__Exercise directions__
The reply has to be a number alone, equal to how many lines in the entries below hold the string "hair".
□ □ □ □ □
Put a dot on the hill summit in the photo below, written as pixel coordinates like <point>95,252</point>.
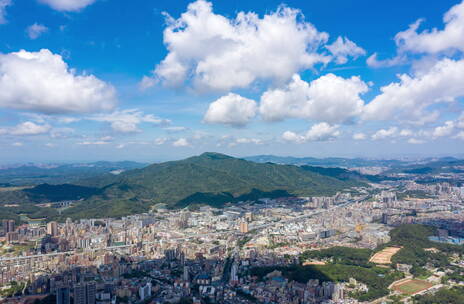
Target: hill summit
<point>210,178</point>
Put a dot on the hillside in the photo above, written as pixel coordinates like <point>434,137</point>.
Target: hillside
<point>210,178</point>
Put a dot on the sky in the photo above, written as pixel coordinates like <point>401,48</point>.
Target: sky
<point>87,80</point>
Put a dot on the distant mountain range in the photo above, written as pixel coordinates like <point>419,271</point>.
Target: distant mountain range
<point>107,189</point>
<point>34,174</point>
<point>210,178</point>
<point>346,162</point>
<point>325,162</point>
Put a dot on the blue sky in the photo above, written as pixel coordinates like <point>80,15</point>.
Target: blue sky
<point>84,80</point>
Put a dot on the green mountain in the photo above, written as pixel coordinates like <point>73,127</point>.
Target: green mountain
<point>210,178</point>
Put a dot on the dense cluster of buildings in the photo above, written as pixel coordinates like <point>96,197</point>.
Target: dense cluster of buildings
<point>205,255</point>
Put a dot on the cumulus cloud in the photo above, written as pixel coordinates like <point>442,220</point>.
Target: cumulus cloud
<point>160,141</point>
<point>343,48</point>
<point>359,136</point>
<point>409,98</point>
<point>3,6</point>
<point>460,135</point>
<point>232,109</point>
<point>42,82</point>
<point>406,133</point>
<point>219,53</point>
<point>385,133</point>
<point>445,130</point>
<point>67,5</point>
<point>181,142</point>
<point>127,121</point>
<point>329,98</point>
<point>243,141</point>
<point>432,42</point>
<point>93,143</point>
<point>435,40</point>
<point>35,30</point>
<point>318,132</point>
<point>415,141</point>
<point>175,129</point>
<point>374,62</point>
<point>460,122</point>
<point>27,128</point>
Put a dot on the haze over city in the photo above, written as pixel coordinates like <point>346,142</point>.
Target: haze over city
<point>231,152</point>
<point>160,80</point>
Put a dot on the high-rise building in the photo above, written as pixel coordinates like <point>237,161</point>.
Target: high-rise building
<point>85,293</point>
<point>145,292</point>
<point>8,226</point>
<point>243,227</point>
<point>52,228</point>
<point>234,274</point>
<point>12,237</point>
<point>62,295</point>
<point>186,275</point>
<point>91,292</point>
<point>79,294</point>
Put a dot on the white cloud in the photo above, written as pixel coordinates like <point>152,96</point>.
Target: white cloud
<point>93,143</point>
<point>244,141</point>
<point>175,129</point>
<point>319,132</point>
<point>359,136</point>
<point>231,109</point>
<point>181,142</point>
<point>329,98</point>
<point>127,121</point>
<point>385,133</point>
<point>406,133</point>
<point>3,6</point>
<point>67,5</point>
<point>435,40</point>
<point>29,128</point>
<point>160,141</point>
<point>445,130</point>
<point>68,120</point>
<point>42,82</point>
<point>409,98</point>
<point>372,61</point>
<point>220,53</point>
<point>35,30</point>
<point>460,135</point>
<point>343,48</point>
<point>415,141</point>
<point>460,122</point>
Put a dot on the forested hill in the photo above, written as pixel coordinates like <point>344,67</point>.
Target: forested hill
<point>210,178</point>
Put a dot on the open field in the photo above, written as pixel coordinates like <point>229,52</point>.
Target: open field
<point>384,256</point>
<point>411,286</point>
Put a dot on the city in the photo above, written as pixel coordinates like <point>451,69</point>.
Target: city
<point>206,254</point>
<point>224,152</point>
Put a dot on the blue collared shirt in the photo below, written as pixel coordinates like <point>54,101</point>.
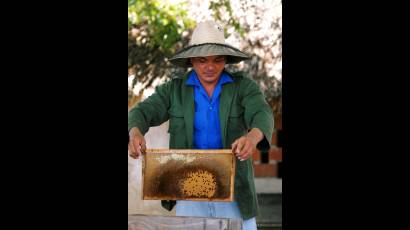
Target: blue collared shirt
<point>207,128</point>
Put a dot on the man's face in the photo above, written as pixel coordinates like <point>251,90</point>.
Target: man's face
<point>209,68</point>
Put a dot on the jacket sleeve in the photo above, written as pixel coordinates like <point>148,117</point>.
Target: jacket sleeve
<point>153,111</point>
<point>258,113</point>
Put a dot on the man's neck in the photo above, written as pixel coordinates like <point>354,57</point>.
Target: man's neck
<point>209,86</point>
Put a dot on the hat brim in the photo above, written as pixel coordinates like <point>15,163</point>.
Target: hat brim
<point>181,58</point>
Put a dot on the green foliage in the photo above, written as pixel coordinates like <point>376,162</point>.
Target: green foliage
<point>165,22</point>
<point>224,6</point>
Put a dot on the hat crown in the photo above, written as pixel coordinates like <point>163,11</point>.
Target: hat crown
<point>207,32</point>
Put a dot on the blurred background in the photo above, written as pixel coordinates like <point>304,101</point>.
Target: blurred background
<point>157,29</point>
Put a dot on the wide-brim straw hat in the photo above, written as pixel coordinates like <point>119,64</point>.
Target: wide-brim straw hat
<point>207,40</point>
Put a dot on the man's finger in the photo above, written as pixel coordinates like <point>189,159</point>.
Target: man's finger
<point>234,145</point>
<point>143,147</point>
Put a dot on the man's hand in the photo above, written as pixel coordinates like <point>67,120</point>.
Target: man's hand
<point>136,145</point>
<point>244,146</point>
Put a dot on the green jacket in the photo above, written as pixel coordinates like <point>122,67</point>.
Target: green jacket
<point>242,107</point>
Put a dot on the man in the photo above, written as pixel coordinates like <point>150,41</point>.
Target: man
<point>209,108</point>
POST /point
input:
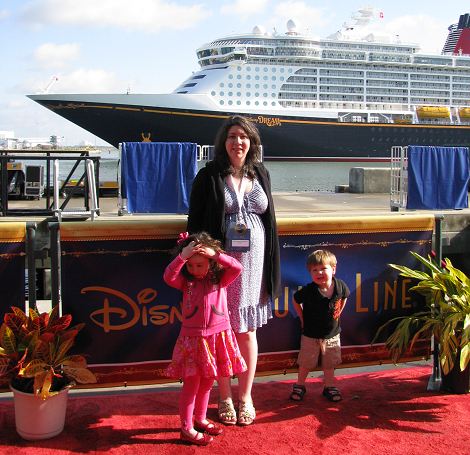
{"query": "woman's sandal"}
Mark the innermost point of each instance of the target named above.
(332, 393)
(199, 439)
(298, 392)
(210, 428)
(226, 411)
(246, 413)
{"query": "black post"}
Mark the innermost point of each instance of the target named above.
(435, 380)
(55, 264)
(31, 263)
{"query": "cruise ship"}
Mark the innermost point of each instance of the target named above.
(348, 97)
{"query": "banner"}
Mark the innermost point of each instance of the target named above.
(12, 265)
(112, 280)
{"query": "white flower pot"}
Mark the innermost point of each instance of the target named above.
(39, 419)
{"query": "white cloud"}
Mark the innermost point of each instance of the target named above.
(50, 55)
(244, 7)
(143, 15)
(88, 81)
(78, 81)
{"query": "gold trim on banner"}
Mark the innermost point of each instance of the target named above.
(171, 227)
(80, 231)
(12, 231)
(382, 244)
(355, 225)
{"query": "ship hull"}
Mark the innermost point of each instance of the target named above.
(284, 137)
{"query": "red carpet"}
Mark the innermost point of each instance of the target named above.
(387, 413)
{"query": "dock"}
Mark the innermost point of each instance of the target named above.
(455, 223)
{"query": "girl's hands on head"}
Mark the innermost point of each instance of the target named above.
(206, 251)
(189, 250)
(192, 248)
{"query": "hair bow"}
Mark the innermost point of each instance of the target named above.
(182, 237)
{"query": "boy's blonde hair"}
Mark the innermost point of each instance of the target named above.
(323, 257)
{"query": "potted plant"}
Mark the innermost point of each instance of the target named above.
(35, 361)
(446, 316)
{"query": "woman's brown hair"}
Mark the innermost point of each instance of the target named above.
(254, 153)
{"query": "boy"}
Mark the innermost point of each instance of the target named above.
(319, 305)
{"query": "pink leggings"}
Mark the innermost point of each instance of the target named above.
(194, 399)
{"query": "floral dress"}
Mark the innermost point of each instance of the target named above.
(247, 298)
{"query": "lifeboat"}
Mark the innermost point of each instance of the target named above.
(464, 112)
(433, 112)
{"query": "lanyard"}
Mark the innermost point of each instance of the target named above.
(240, 192)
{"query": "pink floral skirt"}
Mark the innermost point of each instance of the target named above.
(213, 356)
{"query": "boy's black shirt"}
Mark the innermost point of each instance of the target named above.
(318, 310)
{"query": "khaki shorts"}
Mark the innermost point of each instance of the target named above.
(314, 349)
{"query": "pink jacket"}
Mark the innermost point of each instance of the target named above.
(204, 306)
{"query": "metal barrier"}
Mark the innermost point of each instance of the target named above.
(12, 162)
(398, 178)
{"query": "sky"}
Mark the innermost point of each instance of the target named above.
(148, 46)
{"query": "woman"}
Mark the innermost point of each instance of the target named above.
(235, 188)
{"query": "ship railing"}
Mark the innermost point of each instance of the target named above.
(398, 178)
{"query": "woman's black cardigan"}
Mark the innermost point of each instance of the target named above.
(207, 213)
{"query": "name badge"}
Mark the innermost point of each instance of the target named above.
(237, 238)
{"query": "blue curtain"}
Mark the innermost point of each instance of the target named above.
(438, 177)
(156, 177)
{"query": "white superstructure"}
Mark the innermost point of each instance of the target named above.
(353, 76)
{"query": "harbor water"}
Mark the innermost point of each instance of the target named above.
(285, 175)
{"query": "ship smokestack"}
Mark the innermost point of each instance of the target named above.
(458, 39)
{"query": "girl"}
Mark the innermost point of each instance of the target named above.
(206, 347)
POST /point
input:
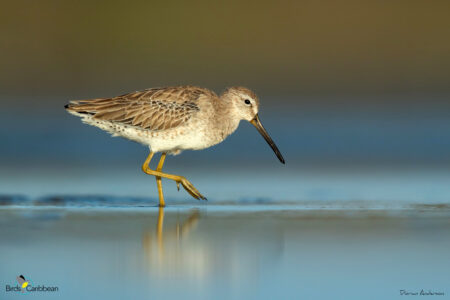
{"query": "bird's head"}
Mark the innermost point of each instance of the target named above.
(246, 106)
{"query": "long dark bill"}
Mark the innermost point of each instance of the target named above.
(257, 123)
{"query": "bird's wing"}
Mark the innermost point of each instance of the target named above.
(153, 109)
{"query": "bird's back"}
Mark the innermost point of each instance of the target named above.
(153, 109)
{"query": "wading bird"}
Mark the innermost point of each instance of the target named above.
(172, 119)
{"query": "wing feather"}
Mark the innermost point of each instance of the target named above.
(152, 109)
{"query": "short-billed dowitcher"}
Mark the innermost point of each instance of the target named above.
(173, 119)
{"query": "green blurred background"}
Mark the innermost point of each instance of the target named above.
(91, 48)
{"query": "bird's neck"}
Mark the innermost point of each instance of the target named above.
(226, 116)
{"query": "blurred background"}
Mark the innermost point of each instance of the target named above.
(355, 94)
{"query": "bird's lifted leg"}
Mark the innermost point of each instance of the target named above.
(158, 180)
(178, 179)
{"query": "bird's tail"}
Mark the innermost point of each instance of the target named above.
(89, 107)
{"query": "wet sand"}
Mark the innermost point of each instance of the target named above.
(224, 251)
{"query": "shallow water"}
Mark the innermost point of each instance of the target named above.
(90, 249)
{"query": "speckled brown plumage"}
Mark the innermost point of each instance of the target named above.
(153, 109)
(173, 119)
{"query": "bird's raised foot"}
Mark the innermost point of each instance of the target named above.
(189, 187)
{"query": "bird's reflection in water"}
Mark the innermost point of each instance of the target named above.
(183, 245)
(167, 249)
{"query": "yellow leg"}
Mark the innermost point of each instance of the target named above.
(159, 231)
(158, 180)
(178, 179)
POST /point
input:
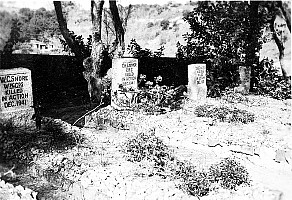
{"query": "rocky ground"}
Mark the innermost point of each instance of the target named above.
(97, 168)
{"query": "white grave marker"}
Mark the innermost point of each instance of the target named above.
(124, 81)
(16, 95)
(197, 87)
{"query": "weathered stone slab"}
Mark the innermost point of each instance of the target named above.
(124, 82)
(16, 98)
(197, 87)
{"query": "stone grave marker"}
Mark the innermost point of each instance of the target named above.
(124, 82)
(16, 96)
(197, 87)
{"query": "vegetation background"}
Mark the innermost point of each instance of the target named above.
(152, 26)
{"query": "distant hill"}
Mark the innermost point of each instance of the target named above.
(147, 25)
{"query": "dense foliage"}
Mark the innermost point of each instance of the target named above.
(137, 52)
(270, 83)
(219, 37)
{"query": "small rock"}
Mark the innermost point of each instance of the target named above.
(280, 156)
(213, 142)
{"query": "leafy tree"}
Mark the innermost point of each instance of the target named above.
(274, 9)
(219, 36)
(5, 28)
(94, 65)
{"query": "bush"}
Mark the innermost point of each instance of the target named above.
(150, 24)
(229, 173)
(164, 24)
(224, 114)
(149, 147)
(268, 82)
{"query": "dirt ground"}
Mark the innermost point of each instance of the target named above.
(97, 168)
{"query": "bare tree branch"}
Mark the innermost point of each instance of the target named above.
(64, 30)
(285, 14)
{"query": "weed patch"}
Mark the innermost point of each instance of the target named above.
(224, 114)
(228, 173)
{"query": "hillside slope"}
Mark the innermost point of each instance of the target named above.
(144, 25)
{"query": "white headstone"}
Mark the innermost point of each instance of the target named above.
(16, 95)
(124, 82)
(197, 87)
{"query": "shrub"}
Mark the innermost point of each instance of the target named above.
(164, 24)
(229, 173)
(224, 114)
(268, 82)
(150, 24)
(149, 147)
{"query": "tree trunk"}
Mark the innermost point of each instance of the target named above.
(252, 59)
(64, 30)
(280, 46)
(119, 44)
(97, 45)
(285, 14)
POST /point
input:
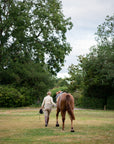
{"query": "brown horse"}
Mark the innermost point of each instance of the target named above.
(65, 102)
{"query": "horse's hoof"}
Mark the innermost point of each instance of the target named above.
(72, 130)
(57, 125)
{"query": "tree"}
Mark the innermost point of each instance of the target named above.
(33, 30)
(97, 67)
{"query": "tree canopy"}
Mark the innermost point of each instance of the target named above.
(33, 30)
(97, 67)
(33, 46)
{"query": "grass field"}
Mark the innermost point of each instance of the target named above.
(26, 126)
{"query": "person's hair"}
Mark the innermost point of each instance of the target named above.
(49, 93)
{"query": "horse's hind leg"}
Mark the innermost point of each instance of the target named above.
(72, 130)
(57, 124)
(63, 119)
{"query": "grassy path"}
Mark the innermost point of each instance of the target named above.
(26, 126)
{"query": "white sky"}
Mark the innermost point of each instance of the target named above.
(85, 15)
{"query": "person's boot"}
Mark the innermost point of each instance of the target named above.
(46, 121)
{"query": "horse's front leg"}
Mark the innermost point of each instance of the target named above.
(57, 124)
(72, 129)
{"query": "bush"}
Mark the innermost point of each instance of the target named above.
(10, 97)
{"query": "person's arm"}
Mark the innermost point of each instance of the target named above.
(52, 101)
(43, 103)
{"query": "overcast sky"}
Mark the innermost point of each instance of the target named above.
(85, 15)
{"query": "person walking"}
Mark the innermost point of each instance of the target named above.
(47, 104)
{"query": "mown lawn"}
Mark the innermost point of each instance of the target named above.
(26, 126)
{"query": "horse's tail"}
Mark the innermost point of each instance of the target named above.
(69, 107)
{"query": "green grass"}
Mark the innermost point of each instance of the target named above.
(26, 126)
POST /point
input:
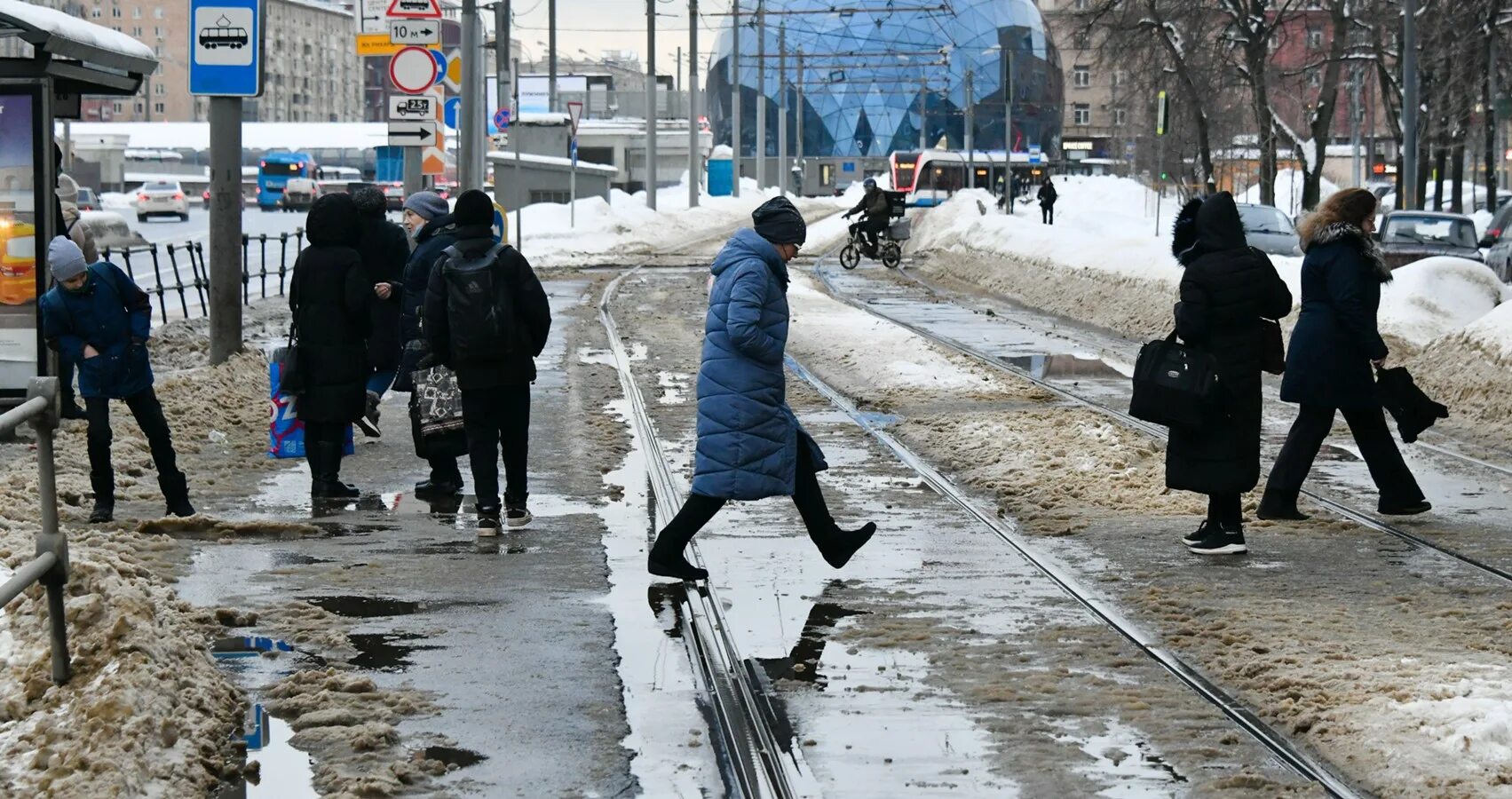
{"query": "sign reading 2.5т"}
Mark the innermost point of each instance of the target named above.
(226, 49)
□ □ □ □ □
__Exercise output__
4